▶ _TASK DIRECTIONS_
Copy out each line of the data below in which the string "spot" appears.

** Opening MATERIAL FOR THIS TASK block **

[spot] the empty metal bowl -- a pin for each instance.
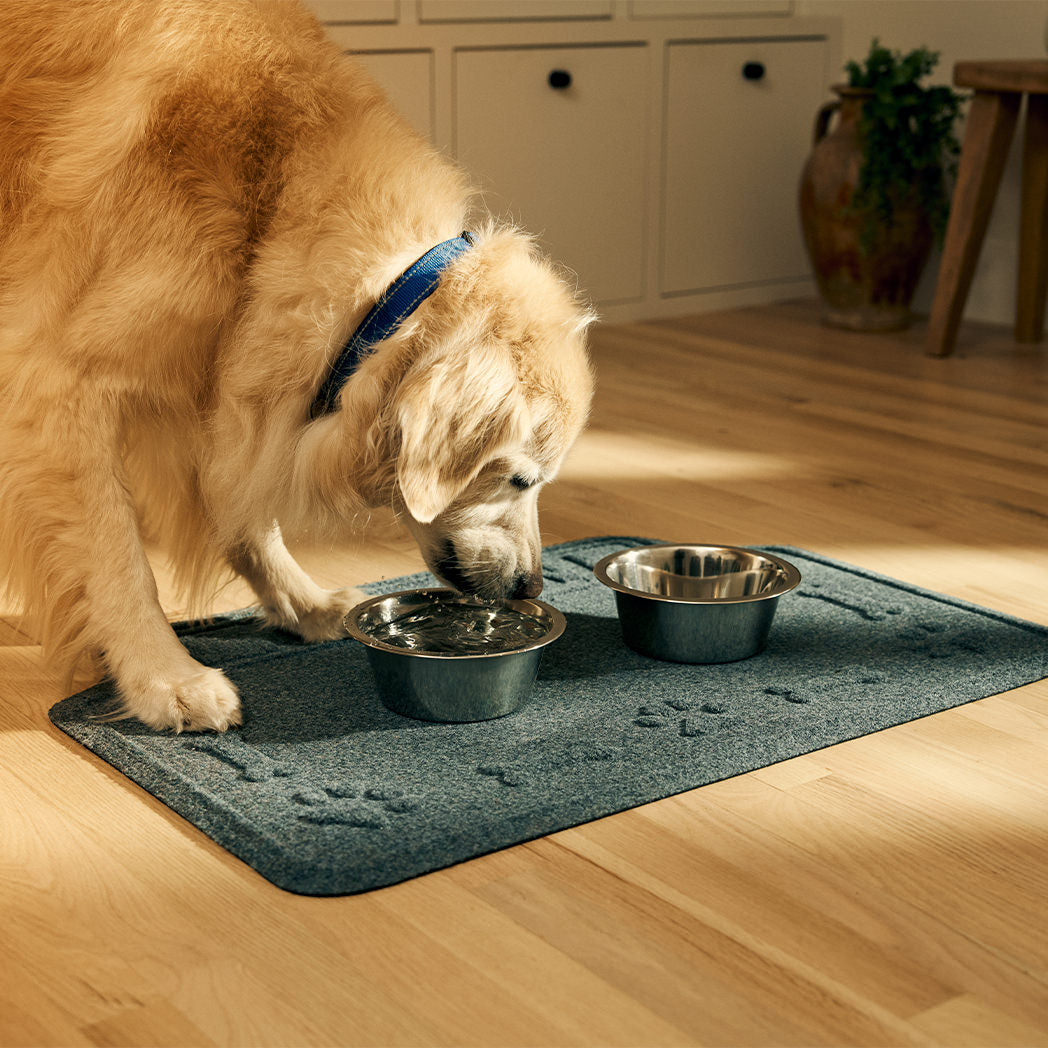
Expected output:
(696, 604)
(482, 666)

** Closing MATERIAL FOR THIS TASK block **
** Opening MATERIAL FOR THIS TASK block **

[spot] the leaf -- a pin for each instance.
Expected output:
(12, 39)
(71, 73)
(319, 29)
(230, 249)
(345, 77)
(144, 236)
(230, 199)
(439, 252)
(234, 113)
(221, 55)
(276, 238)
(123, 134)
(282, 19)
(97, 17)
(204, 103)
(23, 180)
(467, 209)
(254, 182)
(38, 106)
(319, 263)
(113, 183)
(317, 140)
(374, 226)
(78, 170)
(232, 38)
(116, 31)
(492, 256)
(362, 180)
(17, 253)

** Closing MATERIAL FOR THIS TASK block **

▶ _RESPONSE TO THIS TASK_
[spot] the empty metal bowl -- a pin for each instance.
[spot] the leaf -- a pin for each instance.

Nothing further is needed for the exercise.